EXERCISE DESCRIPTION — Nothing but the records, copied exactly and stripped of pictures, should be in the answer.

+---+

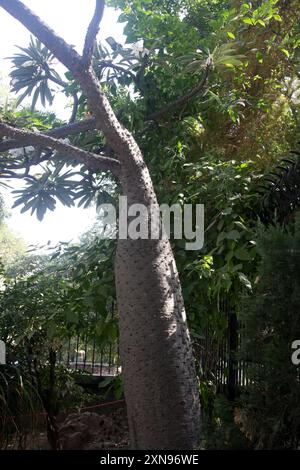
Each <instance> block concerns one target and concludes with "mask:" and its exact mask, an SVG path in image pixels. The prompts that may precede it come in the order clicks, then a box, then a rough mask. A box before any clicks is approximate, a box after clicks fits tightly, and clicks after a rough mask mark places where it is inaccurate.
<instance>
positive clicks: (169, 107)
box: [146, 62, 211, 121]
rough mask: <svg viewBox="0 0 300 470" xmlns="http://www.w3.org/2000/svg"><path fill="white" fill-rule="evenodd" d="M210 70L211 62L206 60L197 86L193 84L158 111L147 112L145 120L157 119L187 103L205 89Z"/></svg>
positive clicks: (202, 92)
mask: <svg viewBox="0 0 300 470" xmlns="http://www.w3.org/2000/svg"><path fill="white" fill-rule="evenodd" d="M210 71H211V63H210V62H208V63H207V65H206V67H205V71H204V75H203V77H202V80H201V82H200V83H199V84H198V85H197V86H195V87H194V88H193V89H192V90H191V91H189V92H188V93H186V94H185V95H183V96H181V97H180V98H177V99H176V100H175V101H172V102H171V103H169V104H167V105H166V106H164V107H163V108H161V109H160V110H159V111H156V112H154V113H152V114H149V116H147V117H146V121H159V120H160V119H161V117H162V116H164V115H165V114H167V113H170V112H172V111H175V110H176V109H177V108H179V107H181V106H183V105H185V104H187V103H188V102H189V101H191V100H192V99H193V98H195V97H196V96H198V95H200V94H202V93H203V92H204V91H205V89H206V83H207V79H208V76H209V73H210Z"/></svg>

+---+

OUTPUT FOR THIS TASK —
Each <instance> block concerns one target and concludes with "mask:" and its exact mask, an SVG path in image pixels. The prompts that may precede it come in the order clicks, then a box, then a rough mask. A box before any clicks is approximate, a box after clicks fits tightly, and clicks after a rough mask mark places where it is inaccurate.
<instance>
positive clicks: (169, 107)
box: [146, 62, 211, 121]
rough mask: <svg viewBox="0 0 300 470" xmlns="http://www.w3.org/2000/svg"><path fill="white" fill-rule="evenodd" d="M210 70L211 62L206 60L197 86L193 84L158 111L147 112L145 120L157 119L187 103L205 89Z"/></svg>
positive clicks: (202, 92)
mask: <svg viewBox="0 0 300 470" xmlns="http://www.w3.org/2000/svg"><path fill="white" fill-rule="evenodd" d="M210 71H211V63H210V62H208V63H207V65H206V67H205V71H204V75H203V77H202V80H201V82H200V83H199V84H198V85H197V86H195V87H194V88H193V89H192V90H191V91H189V92H188V93H186V94H185V95H183V96H181V97H180V98H177V99H176V100H175V101H172V102H171V103H169V104H167V105H166V106H164V107H163V108H161V109H160V110H159V111H156V112H154V113H152V114H149V116H147V117H146V121H159V120H160V119H161V117H162V116H164V115H165V114H167V113H170V112H172V111H175V110H176V109H177V108H179V107H181V106H183V105H185V104H187V103H188V102H189V101H191V100H192V99H193V98H195V97H196V96H198V95H200V94H202V93H203V92H204V91H205V89H206V83H207V79H208V76H209V73H210Z"/></svg>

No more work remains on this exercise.